EXERCISE GOAL
Every entry below must be retyped exactly, and the pictures must be left out.

[Image-grounded pointing data]
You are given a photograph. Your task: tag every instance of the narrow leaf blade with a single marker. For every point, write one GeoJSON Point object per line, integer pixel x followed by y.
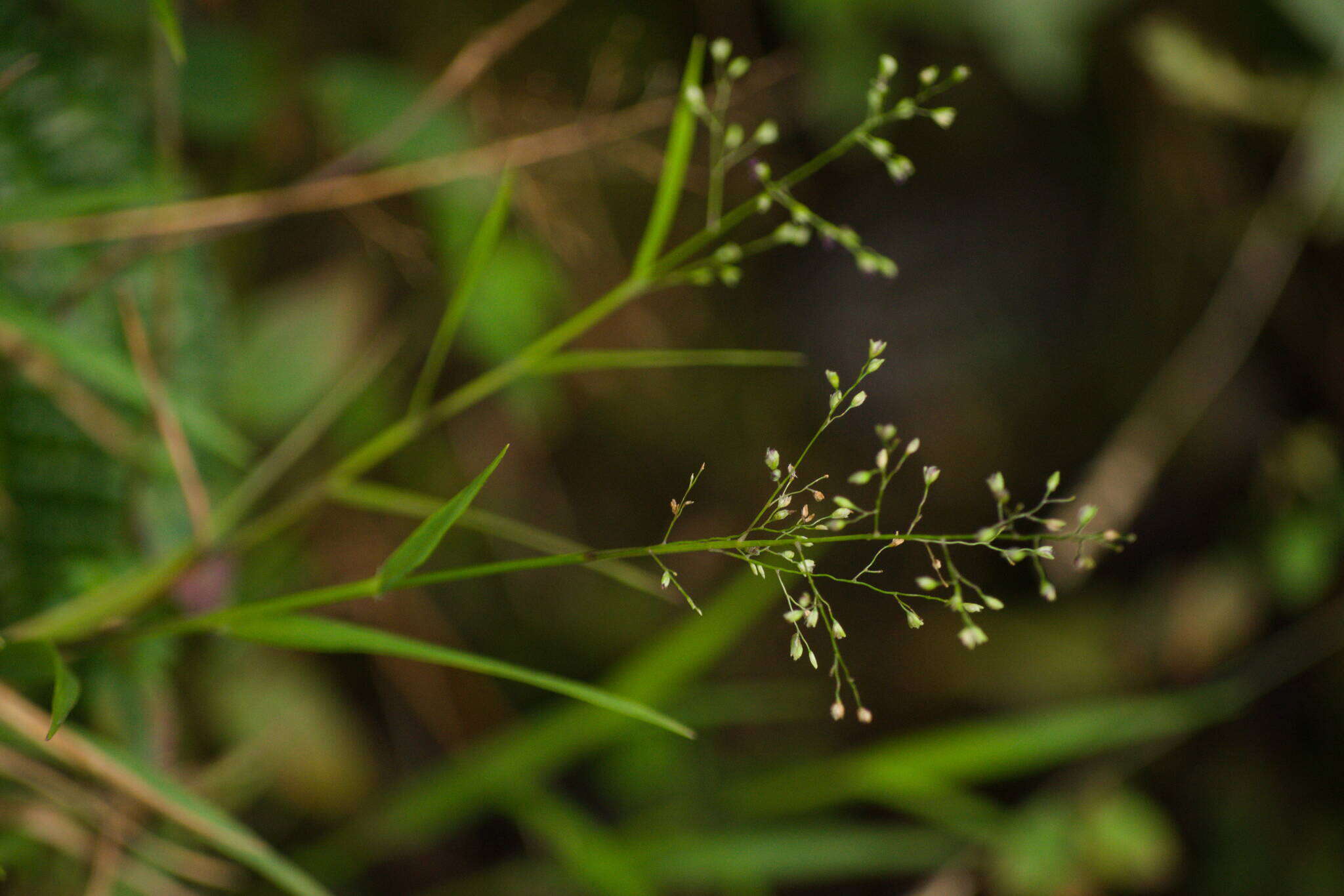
{"type": "Point", "coordinates": [415, 550]}
{"type": "Point", "coordinates": [677, 159]}
{"type": "Point", "coordinates": [621, 359]}
{"type": "Point", "coordinates": [167, 18]}
{"type": "Point", "coordinates": [65, 692]}
{"type": "Point", "coordinates": [478, 258]}
{"type": "Point", "coordinates": [331, 636]}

ANSWER
You are given a photograph. Your task: tag every instance of the narrow leaf blade with a single marker. For every point, write one GeoJSON Point object per line, integer pixel x followed by y.
{"type": "Point", "coordinates": [415, 550]}
{"type": "Point", "coordinates": [677, 159]}
{"type": "Point", "coordinates": [621, 359]}
{"type": "Point", "coordinates": [167, 18]}
{"type": "Point", "coordinates": [65, 692]}
{"type": "Point", "coordinates": [478, 258]}
{"type": "Point", "coordinates": [331, 636]}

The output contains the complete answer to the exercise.